*EXCERPT*.
Facilitated Communication: Another Version of Make Shit Up “Medicine”

Many people I know who got the COVID shots absolutely refuse to come to groups with the fact that US public health authorities and “experts” got almost everything wrong about Covid. Almost everything.

How could it be that someone who is highly educated to get something so completely wrong?

Here’s another example from the early 1990s: “Facilitated Communication” for people who are autistic. I saw a documentary on this technique about 20 years ago and I couldn’t believe what I was saying. Stuart Vyse describes it in detail in this article: “When Silence Speaks: The Harmful Pseudoscience of Facilitated Communication: The Stubblefield case in ‘Tell Them You Love Me’ highlights the wide array of potential victims who can be harmed by promoting pseudoscientific methods of communication.” Here’s an excerpt:

The early results [of facilitated communication] were astonishing. People who had never spoken a complete sentence were suddenly writing poetry and novels with the assistance of their facilitators, and FC began to spread like wildfire. However, the involvement of another person in the process—the facilitator—raised obvious questions about who was really typing. Peer-reviewed studies using simple blinding techniques began to emerge, and the results were devastating.

Dataset records

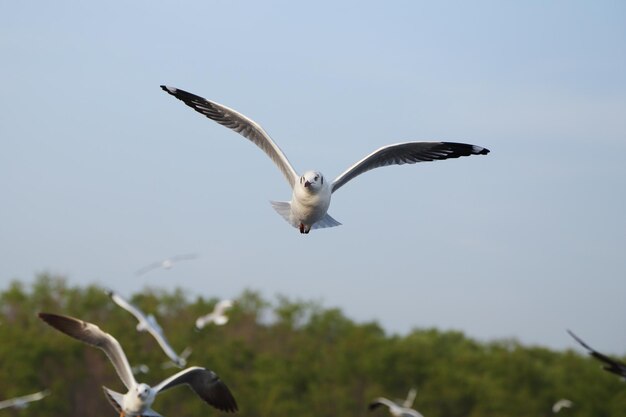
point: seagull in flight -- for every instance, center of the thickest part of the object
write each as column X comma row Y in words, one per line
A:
column 311, row 191
column 217, row 316
column 23, row 401
column 610, row 365
column 560, row 404
column 395, row 409
column 140, row 396
column 149, row 323
column 165, row 263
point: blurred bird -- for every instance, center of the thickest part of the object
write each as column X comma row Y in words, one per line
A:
column 166, row 263
column 311, row 192
column 560, row 404
column 611, row 365
column 217, row 316
column 23, row 401
column 410, row 398
column 140, row 396
column 395, row 409
column 149, row 323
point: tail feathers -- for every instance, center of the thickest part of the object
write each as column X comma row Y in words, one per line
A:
column 327, row 221
column 284, row 209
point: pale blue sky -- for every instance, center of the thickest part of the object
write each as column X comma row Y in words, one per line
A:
column 101, row 172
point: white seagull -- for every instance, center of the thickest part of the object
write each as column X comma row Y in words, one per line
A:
column 311, row 192
column 23, row 401
column 610, row 365
column 560, row 404
column 217, row 316
column 149, row 323
column 166, row 263
column 140, row 396
column 395, row 409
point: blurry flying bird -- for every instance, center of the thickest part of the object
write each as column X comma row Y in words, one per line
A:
column 562, row 403
column 395, row 409
column 140, row 396
column 217, row 316
column 166, row 263
column 149, row 323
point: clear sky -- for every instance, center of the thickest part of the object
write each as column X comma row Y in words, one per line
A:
column 101, row 172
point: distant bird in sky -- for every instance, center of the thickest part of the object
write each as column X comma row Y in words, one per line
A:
column 560, row 404
column 23, row 401
column 217, row 316
column 140, row 396
column 165, row 263
column 311, row 192
column 396, row 409
column 149, row 323
column 183, row 355
column 611, row 365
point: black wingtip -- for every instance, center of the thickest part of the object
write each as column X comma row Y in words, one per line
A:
column 373, row 406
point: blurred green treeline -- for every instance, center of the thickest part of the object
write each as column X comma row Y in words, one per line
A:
column 284, row 358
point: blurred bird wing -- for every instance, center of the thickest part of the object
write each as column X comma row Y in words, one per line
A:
column 206, row 384
column 92, row 335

*DESCRIPTION OF THE TASK*. Edit the facilitated communication text, starting with "Many people I" and going on through "so completely wrong?", so that "educated" is replaced by "trained".

*TASK OUTPUT*.
Many people I know who got the COVID shots absolutely refuse to come to groups with the fact that US public health authorities and “experts” got almost everything wrong about Covid. Almost everything.

How could it be that someone who is highly trained to get something so completely wrong?